### BRIEF
Reproduce the data below line for line, with no changes.

* * * * * * *

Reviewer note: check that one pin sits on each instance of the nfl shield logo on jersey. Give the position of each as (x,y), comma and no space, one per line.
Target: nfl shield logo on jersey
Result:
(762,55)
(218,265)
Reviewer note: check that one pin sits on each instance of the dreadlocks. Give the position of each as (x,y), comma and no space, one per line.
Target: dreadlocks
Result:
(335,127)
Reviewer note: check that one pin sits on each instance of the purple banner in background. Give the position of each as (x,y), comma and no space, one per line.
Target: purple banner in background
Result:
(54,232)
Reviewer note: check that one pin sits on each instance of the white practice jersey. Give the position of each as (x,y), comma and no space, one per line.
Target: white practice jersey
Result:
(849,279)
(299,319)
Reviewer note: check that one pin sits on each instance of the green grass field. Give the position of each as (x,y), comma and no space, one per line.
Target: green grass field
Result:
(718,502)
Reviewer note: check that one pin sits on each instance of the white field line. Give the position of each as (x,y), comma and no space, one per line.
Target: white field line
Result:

* * * * * * *

### CORRECT ANSWER
Reviewer note: check that one pin sits on each instance of the nfl shield logo on jersey. Give the position of each as (x,y), comma and no space, one per line.
Target: nfl shield logo on jersey
Result:
(762,55)
(218,265)
Reviewer note: check that one pin sits on each instance of the dreadlocks. Give the position of each as (x,y), comma and no space, one per line.
Target: dreadlocks
Result:
(335,127)
Reviewer note: check that one pin sits on each instance of the purple banner in background. Give the position of each as (x,y), comma and no space, one per line.
Target: purple banner in background
Result:
(54,232)
Reviewer note: check that one pin sits on each instance of the white practice jersey. Give the position of each as (x,y), comma and no space, one per line.
Target: white practice jersey
Result:
(849,279)
(299,319)
Reviewer note: check that one pin sits on each instance of the green grass field. Give the position of each as (x,y), comma and no space, one per line.
Target: green grass field
Result:
(718,502)
Reviewer note: check that one pin sits on each instance of the white field line. Give the position of each as (x,y), comma and no space, one per line.
Target: white field line
Result:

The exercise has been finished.